# [WORK TASK]
Could you return each line below without altering a word?

# [RECORDS SHOWN]
____

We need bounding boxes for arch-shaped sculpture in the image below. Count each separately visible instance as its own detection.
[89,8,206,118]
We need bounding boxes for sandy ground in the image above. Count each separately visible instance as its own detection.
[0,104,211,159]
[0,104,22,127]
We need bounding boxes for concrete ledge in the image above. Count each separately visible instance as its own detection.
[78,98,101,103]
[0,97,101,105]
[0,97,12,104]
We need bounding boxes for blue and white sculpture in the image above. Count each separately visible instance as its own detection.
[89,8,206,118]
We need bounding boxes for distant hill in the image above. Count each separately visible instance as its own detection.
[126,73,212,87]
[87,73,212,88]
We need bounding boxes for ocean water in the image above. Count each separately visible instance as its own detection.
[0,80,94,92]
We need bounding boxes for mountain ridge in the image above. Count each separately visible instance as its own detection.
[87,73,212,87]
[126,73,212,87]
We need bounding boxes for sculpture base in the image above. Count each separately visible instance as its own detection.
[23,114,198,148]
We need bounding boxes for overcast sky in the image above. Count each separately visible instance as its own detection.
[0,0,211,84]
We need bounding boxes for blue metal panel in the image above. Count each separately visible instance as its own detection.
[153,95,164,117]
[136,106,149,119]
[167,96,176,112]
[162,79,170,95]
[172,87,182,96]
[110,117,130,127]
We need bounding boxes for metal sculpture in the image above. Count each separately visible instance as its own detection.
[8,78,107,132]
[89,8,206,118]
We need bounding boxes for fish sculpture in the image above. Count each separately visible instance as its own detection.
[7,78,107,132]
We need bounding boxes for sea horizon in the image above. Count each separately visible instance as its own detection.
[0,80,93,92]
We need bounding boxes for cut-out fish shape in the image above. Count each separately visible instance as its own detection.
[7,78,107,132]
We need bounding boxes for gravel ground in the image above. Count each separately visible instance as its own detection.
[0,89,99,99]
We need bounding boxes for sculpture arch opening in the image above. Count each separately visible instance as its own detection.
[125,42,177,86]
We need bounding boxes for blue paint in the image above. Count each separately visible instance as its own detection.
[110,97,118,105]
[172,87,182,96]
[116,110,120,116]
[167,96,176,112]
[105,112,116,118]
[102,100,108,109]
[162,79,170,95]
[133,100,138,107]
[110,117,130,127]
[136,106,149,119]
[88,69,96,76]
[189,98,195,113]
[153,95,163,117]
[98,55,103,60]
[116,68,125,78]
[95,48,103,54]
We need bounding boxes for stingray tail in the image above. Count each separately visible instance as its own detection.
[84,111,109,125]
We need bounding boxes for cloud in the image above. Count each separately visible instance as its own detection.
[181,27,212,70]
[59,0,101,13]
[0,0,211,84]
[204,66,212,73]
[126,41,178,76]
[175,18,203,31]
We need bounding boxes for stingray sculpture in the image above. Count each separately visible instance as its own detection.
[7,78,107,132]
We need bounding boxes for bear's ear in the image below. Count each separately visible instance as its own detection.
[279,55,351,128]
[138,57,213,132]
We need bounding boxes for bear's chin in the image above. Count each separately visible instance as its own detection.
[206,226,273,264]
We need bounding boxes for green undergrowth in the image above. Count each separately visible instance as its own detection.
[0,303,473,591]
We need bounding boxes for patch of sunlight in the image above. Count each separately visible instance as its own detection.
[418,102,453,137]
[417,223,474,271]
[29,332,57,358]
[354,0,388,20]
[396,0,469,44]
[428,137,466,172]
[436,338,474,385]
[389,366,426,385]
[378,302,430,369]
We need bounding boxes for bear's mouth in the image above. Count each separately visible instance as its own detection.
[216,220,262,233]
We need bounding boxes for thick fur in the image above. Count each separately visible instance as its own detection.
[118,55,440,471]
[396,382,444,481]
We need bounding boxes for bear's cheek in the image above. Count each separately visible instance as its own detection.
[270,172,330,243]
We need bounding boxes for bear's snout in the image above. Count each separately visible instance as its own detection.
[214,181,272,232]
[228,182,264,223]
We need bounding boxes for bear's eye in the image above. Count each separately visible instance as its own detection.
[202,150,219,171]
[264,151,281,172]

____

# [FINISHED EXERCISE]
We need bounding boxes for arch-shaped sculpture in the image below. Count each separately visible instance as its own detection.
[89,8,206,118]
We need bounding boxes for sandy ground in the image above. Count each separately visible instance as its own detection.
[0,104,211,159]
[0,104,22,127]
We need bounding boxes for concrete ledge in the image above. Count each separately visible instance as its own detection.
[78,98,101,103]
[0,97,101,105]
[0,97,12,104]
We need bounding boxes for blue and white sculpture in the image above. Count each separately visible instance as its own detection.
[89,8,206,118]
We need bounding boxes for distant hill in the image above. Count each separately visible instance as its own detection.
[126,73,212,87]
[87,73,212,88]
We need bounding boxes for ocean water in the image above. Count each separately visible instance as its own detection.
[0,80,94,92]
We need bounding boxes for mountain ridge in the image above. Count each separately visible instance as its own detection.
[87,73,212,87]
[126,73,212,87]
We need bounding boxes for sculpture base in the image above. Count each separately visible instance as its own detection.
[23,114,198,148]
We need bounding boxes for overcast sky in the image above. Count each separately visible instance as its own detection.
[0,0,211,84]
We need bounding boxes for blue metal panel in the image above. Count each separately visible instance as its own detection.
[153,95,164,117]
[136,106,149,119]
[167,96,176,112]
[162,79,170,95]
[172,87,182,96]
[110,117,130,127]
We need bounding boxes for metal sculpture in the image above. Count each separately visible instance as its own detection.
[8,78,107,132]
[89,8,206,118]
We need bounding boxes for fish sculpture in the image above. Count each separately visible instance as its own detection.
[7,78,107,132]
We need bounding boxes for sea horizon in the image above. Count each separately visible instance as its own detection.
[0,80,93,92]
We need bounding boxes for cut-out fish shape in the image above. Count each separately visible instance as its own detection.
[7,78,107,132]
We need bounding boxes for gravel ground in the image above. Count each separately visible instance as its own detection.
[0,89,99,99]
We need bounding boxes for sculpture arch opening in the image above. Count each separately visible instance as its own detection.
[125,42,177,86]
We need bounding boxes for blue paint in the image above. Count each separately visible instance as its own detection.
[110,97,118,105]
[172,87,182,96]
[116,110,120,116]
[167,96,176,112]
[105,112,116,118]
[102,100,108,109]
[162,79,170,95]
[133,100,138,107]
[110,117,130,127]
[136,106,149,119]
[88,69,96,76]
[189,98,195,113]
[153,95,163,117]
[98,55,103,60]
[116,68,125,78]
[95,48,103,54]
We need bounding boxes for stingray tail in the image above. Count each separately visible instance as its own detection.
[84,111,109,125]
We need bounding boxes for cloud in the image above. Count each separately visible instance as its own detection.
[181,27,212,70]
[59,0,101,13]
[0,0,211,84]
[204,66,212,73]
[126,41,178,76]
[175,18,203,31]
We need bounding boxes for stingray sculpture in the image above. Count each separately visible instance as its own detection.
[7,78,107,132]
We need bounding boxes for bear's ear in the image below. Count each separately visible instance as its own detection.
[279,55,351,128]
[138,57,213,132]
We need bounding boxes for bear's chin in the image above. Count each separately visible instance as its own detection.
[206,226,273,264]
We need bounding boxes for green undergrowth in the image above. Count each separately visible instance as its own detection.
[0,303,473,591]
We need bounding boxes for patch of sunlight in the image above. Count each separately visible instance as its own detection.
[418,102,453,137]
[417,223,474,271]
[29,332,57,358]
[354,0,388,20]
[396,0,469,44]
[428,137,466,172]
[436,338,474,385]
[389,366,426,385]
[378,302,430,369]
We need bounding boxes for bear's mouth in the image above. Count each separately visible instance as its own detection.
[216,220,262,233]
We need bounding boxes for thick fur in the image above. Count each separately visible instance as its own detection.
[118,55,440,471]
[396,382,444,481]
We need bounding boxes for bear's cheek in the image above. Count each separately visible instance as its own detection.
[270,172,330,243]
We need bounding boxes for bear's snout in the image above. Count each separately visible instance as its own detection.
[214,181,272,232]
[228,182,264,223]
We need bounding boxes for bear's eye in the image above. Count each separately visible instance as its own detection.
[202,150,219,171]
[264,151,281,172]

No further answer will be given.